EXCERPTED TEXT -
The aqueous solution of acetylacetone (0.01 M) was pumped at a flowrate of 9–33 μL/min thanks to a peristaltic pump (Ismatec, Reglo Lab, Cole-Parmer GmbH, Wertheim, Germany) and conveyed through a 1/16-inch OD and 250-µm ID Teflon tubes (U88511, Interchim, Montluçon, France) all along the device. The liquid solution the flowed inside the hydrophobic polytetrafluoroethylene (PTFE) microporous tube. The microporous tube lengths ranged between 3.2 and 27.5 cm, and two connectors enabled the assembly with the microporous tube (Sumitomo, Paris, France) and the 1/16-inch tube at both the inlet and the outlet (see Figure 2). The microporous tube had a porosity of 60%, an internal diameter of 0.0354 inch (0.90 mm) and an outer diameter of 0.0669 inch (1.70 mm).
In this configuration, since gaseous formaldehyde is very soluble in water according to its high Henry’s law constant of 5000 M/atm1 [21], it passes through the porous interface while the liquid remains inside.

DATASET EXTRACT -
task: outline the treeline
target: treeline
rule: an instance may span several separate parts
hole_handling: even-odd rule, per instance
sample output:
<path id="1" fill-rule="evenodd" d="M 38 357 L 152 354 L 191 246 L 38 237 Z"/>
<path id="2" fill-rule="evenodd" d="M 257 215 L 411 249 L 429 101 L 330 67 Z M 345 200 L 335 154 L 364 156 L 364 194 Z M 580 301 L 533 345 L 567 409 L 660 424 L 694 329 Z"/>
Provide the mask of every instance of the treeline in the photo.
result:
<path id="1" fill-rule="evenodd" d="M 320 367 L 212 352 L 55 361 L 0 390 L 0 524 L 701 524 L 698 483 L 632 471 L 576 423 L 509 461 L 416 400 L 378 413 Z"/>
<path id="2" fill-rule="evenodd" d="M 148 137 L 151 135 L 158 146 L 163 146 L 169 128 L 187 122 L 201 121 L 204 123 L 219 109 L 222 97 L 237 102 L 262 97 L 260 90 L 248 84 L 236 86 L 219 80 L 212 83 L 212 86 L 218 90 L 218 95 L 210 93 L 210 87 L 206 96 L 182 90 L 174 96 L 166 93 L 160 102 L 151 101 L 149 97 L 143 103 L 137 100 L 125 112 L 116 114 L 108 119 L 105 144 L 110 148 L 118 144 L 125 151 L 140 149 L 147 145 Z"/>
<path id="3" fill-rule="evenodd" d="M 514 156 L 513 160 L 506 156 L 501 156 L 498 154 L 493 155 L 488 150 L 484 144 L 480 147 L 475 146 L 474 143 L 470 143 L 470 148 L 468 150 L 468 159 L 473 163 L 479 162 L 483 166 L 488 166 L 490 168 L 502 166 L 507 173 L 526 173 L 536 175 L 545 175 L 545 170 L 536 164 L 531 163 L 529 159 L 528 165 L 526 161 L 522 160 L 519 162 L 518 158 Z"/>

PROBLEMS TO WORK ON -
1. From the excerpted text on the microporous tube device, reproduce the part that opens with the words containing "The aqueous solution" and closes with "inch (1.70 mm).".
2. According to the excerpted text on the microporous tube device, what was the porosity of the microporous tube?

SOLUTIONS IN ORDER -
1.
The aqueous solution of acetylacetone (0.01 M) was pumped at a flowrate of 9–33 μL/min thanks to a peristaltic pump (Ismatec, Reglo Lab, Cole-Parmer GmbH, Wertheim, Germany) and conveyed through a 1/16-inch OD and 250-µm ID Teflon tubes (U88511, Interchim, Montluçon, France) all along the device. The liquid solution the flowed inside the hydrophobic polytetrafluoroethylene (PTFE) microporous tube. The microporous tube lengths ranged between 3.2 and 27.5 cm, and two connectors enabled the assembly with the microporous tube (Sumitomo, Paris, France) and the 1/16-inch tube at both the inlet and the outlet (see Figure 2). The microporous tube had a porosity of 60%, an internal diameter of 0.0354 inch (0.90 mm) and an outer diameter of 0.0669 inch (1.70 mm).

2. 60%